Приведённый текст:
»»

Ф. 821. Оп. 125. Д. 3071. Л. 4–41. Еще раньше в служебной переписке отмечалось, что летом 1863 года из окон здания духовной семинарии в Ворнях стреляли по российским войскам (LVIA. F. 378. BS. 1864. B. 1615. L. 9–27 – замечания В.П. Кулина и православного епископа Ковенского Александра на представленный Волончевским проект преобразования семинарии, 1864 г.).

После того как епископ отказался поддержать меры по кириллизации литовской письменности [1031] , чиновники Виленского учебного округа, в особенности активисты вроде Н.Н. Новикова, повели под него форменный подкоп. Хотя Волончевский, как и раньше, не покровительствовал распространению польского языка посредством католической службы, его приверженность «польским» буквам служила для русификаторов достаточным доказательством его крайней политической неблагонадежности. Указания епископа на то, что обязательная кириллизация затрудняет для многих верующих чтение молитвенников на родном языке, расценивались как прикрытие польской «интриги» и отметались с порога [1032] . В одном из докладов К.П. Кауфману в 1866 году Новиков с возмущением упоминал, что Волончевский «позволил себе на экзамене в мужской гимназии заговорить по-польски» [1033] .

1031

Об этом проекте см.: Сталюнас Д. Идентификация, язык и алфавит литовцев в российской национальной политике 1860-х гг. // Ab Imperio. 2005. № 2. С. 225–254; Долбилов М.Д. Превратности кириллизации.

««

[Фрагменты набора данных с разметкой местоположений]
»»

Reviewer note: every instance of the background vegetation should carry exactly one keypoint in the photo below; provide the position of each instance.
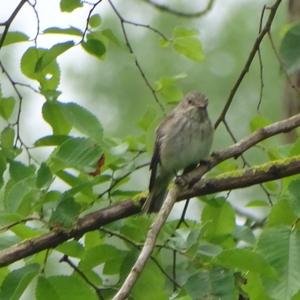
(83, 86)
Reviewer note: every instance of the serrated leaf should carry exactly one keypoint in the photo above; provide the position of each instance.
(14, 37)
(186, 42)
(16, 193)
(150, 285)
(51, 140)
(17, 281)
(69, 31)
(258, 122)
(245, 260)
(83, 120)
(49, 77)
(44, 176)
(95, 21)
(7, 107)
(290, 48)
(107, 254)
(64, 288)
(280, 246)
(78, 153)
(69, 5)
(65, 213)
(54, 114)
(168, 88)
(7, 137)
(94, 47)
(220, 219)
(71, 248)
(51, 54)
(214, 284)
(18, 170)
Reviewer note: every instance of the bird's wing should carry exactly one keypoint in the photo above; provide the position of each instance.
(155, 160)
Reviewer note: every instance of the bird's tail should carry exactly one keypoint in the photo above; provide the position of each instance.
(156, 195)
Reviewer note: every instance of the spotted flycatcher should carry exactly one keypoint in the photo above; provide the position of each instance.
(183, 139)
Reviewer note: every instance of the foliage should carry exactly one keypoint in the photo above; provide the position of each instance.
(218, 255)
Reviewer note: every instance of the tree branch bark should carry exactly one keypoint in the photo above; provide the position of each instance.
(197, 187)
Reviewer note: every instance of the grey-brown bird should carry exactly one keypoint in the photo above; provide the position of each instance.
(183, 139)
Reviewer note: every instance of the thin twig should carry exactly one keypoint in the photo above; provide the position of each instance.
(260, 37)
(123, 22)
(9, 21)
(178, 13)
(94, 220)
(66, 259)
(138, 246)
(261, 67)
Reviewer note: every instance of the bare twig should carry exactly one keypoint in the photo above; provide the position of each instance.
(94, 5)
(149, 245)
(254, 50)
(138, 246)
(9, 21)
(178, 13)
(92, 221)
(146, 80)
(66, 259)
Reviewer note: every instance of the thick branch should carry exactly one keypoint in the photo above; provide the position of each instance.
(49, 240)
(149, 245)
(250, 176)
(127, 208)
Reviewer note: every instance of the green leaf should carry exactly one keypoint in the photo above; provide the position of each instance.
(244, 233)
(14, 37)
(150, 284)
(7, 138)
(52, 54)
(69, 31)
(19, 171)
(51, 140)
(15, 194)
(64, 288)
(258, 122)
(69, 5)
(290, 48)
(281, 214)
(71, 248)
(219, 219)
(78, 153)
(65, 213)
(186, 42)
(245, 260)
(214, 284)
(94, 47)
(107, 254)
(48, 77)
(95, 21)
(280, 246)
(17, 281)
(168, 88)
(44, 176)
(255, 288)
(54, 114)
(7, 107)
(83, 120)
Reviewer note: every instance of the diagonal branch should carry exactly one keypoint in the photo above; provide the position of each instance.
(179, 13)
(9, 21)
(92, 221)
(254, 50)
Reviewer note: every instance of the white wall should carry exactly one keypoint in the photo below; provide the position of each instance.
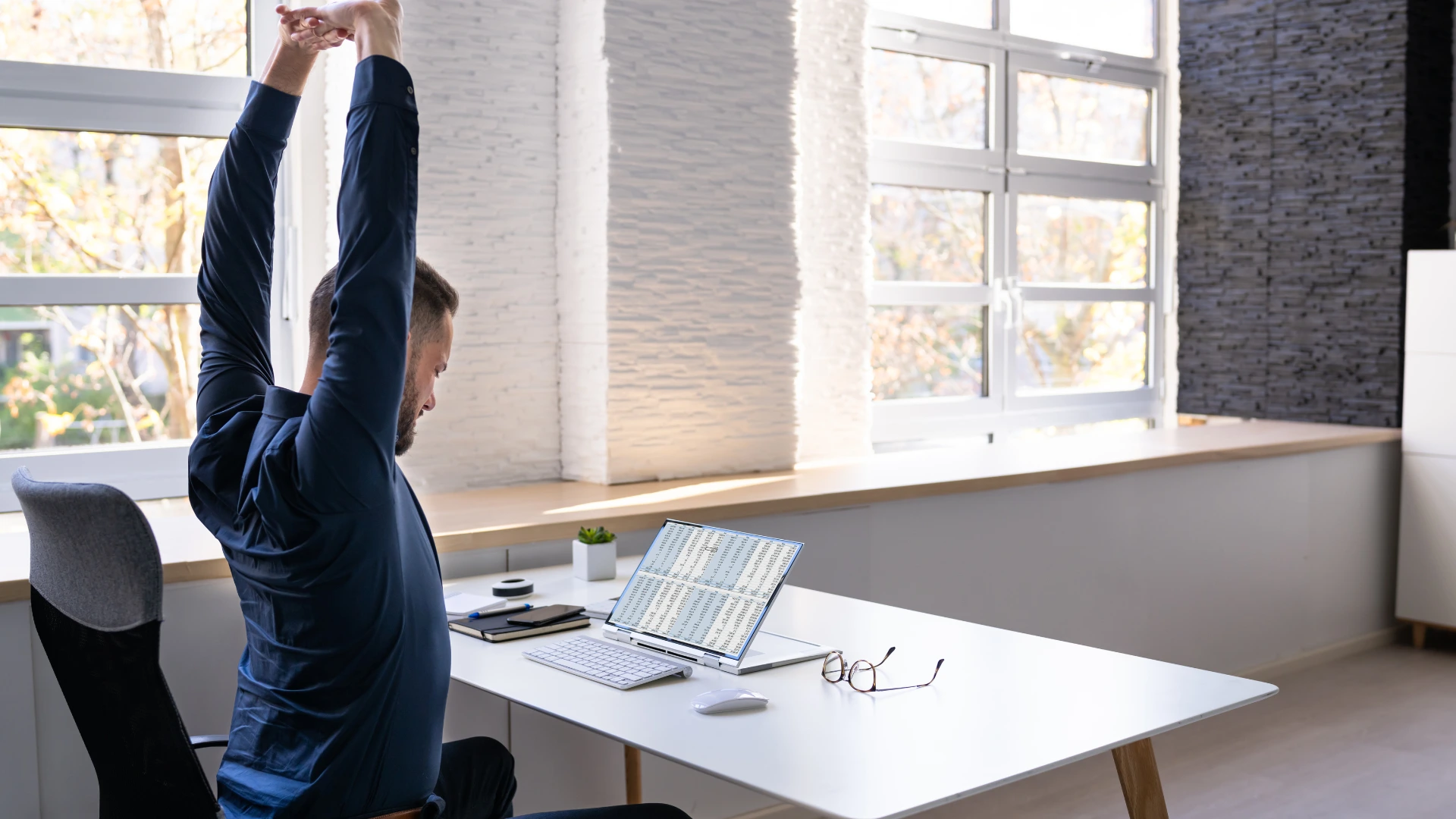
(832, 231)
(688, 300)
(485, 77)
(1219, 566)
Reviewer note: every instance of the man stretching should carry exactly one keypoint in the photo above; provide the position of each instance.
(341, 689)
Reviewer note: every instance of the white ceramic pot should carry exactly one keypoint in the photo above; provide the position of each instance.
(593, 561)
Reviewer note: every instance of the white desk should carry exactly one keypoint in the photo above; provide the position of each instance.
(1006, 706)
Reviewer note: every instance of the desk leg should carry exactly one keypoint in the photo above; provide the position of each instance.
(1142, 789)
(634, 760)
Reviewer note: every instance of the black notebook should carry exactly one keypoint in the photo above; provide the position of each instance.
(495, 630)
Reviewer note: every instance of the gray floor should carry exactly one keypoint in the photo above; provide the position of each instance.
(1370, 735)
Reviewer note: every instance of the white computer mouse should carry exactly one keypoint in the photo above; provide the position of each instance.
(727, 700)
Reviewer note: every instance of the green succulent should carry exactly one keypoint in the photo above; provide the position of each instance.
(598, 535)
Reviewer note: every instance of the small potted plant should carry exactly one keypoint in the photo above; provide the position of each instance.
(595, 554)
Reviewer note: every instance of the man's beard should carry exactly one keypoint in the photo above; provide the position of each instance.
(408, 413)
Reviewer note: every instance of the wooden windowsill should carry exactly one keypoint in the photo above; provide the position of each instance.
(509, 516)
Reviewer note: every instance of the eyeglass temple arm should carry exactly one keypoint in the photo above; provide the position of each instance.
(938, 664)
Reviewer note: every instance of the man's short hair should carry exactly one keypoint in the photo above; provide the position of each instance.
(435, 297)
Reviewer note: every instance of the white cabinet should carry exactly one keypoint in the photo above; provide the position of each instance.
(1426, 588)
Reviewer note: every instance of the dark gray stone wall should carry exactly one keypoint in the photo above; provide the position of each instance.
(1299, 194)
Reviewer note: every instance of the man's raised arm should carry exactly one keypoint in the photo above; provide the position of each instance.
(346, 444)
(237, 276)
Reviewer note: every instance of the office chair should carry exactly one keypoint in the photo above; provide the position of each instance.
(96, 604)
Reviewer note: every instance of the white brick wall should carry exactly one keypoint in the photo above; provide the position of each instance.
(832, 224)
(701, 271)
(582, 238)
(485, 77)
(610, 187)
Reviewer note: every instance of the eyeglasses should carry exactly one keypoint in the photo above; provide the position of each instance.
(862, 675)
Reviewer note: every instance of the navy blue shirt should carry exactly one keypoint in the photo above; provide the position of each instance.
(341, 689)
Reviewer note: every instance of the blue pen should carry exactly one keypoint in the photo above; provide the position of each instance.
(507, 610)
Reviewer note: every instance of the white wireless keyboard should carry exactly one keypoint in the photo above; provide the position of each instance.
(606, 664)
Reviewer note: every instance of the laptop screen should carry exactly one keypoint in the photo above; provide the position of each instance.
(704, 586)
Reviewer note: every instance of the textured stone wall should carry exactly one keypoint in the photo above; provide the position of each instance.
(485, 77)
(832, 228)
(1298, 197)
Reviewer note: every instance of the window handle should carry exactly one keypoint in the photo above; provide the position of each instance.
(1091, 61)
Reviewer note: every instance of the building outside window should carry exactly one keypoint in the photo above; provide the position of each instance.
(1017, 215)
(112, 117)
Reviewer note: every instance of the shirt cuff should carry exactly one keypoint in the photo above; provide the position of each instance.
(268, 111)
(383, 80)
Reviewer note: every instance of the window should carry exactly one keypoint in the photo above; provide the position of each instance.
(1017, 213)
(111, 121)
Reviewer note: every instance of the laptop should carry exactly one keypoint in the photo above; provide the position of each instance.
(701, 595)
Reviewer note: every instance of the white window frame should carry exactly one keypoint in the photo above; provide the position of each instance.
(124, 101)
(1003, 174)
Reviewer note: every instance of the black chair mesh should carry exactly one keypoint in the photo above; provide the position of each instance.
(121, 703)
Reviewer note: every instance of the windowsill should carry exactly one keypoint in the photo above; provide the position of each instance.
(509, 516)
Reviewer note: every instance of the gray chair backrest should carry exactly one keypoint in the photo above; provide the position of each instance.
(92, 553)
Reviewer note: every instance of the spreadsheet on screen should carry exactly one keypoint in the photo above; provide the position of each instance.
(705, 586)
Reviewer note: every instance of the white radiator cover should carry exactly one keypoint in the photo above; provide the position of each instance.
(1426, 579)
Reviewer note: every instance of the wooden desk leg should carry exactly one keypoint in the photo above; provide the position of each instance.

««

Суть задания:
Можете дословно перепечатать весь текст о епископе Волончевском? Эти данные для работы не понадобятся.

Решение задачи:
Ф. 821. Оп. 125. Д. 3071. Л. 4–41. Еще раньше в служебной переписке отмечалось, что летом 1863 года из окон здания духовной семинарии в Ворнях стреляли по российским войскам (LVIA. F. 378. BS. 1864. B. 1615. L. 9–27 – замечания В.П. Кулина и православного епископа Ковенского Александра на представленный Волончевским проект преобразования семинарии, 1864 г.).

После того как епископ отказался поддержать меры по кириллизации литовской письменности [1031] , чиновники Виленского учебного округа, в особенности активисты вроде Н.Н. Новикова, повели под него форменный подкоп. Хотя Волончевский, как и раньше, не покровительствовал распространению польского языка посредством католической службы, его приверженность «польским» буквам служила для русификаторов достаточным доказательством его крайней политической неблагонадежности. Указания епископа на то, что обязательная кириллизация затрудняет для многих верующих чтение молитвенников на родном языке, расценивались как прикрытие польской «интриги» и отметались с порога [1032] . В одном из докладов К.П. Кауфману в 1866 году Новиков с возмущением упоминал, что Волончевский «позволил себе на экзамене в мужской гимназии заговорить по-польски» [1033] .

1031

Об этом проекте см.: Сталюнас Д. Идентификация, язык и алфавит литовцев в российской национальной политике 1860-х гг. // Ab Imperio. 2005. № 2. С. 225–254; Долбилов М.Д. Превратности кириллизации.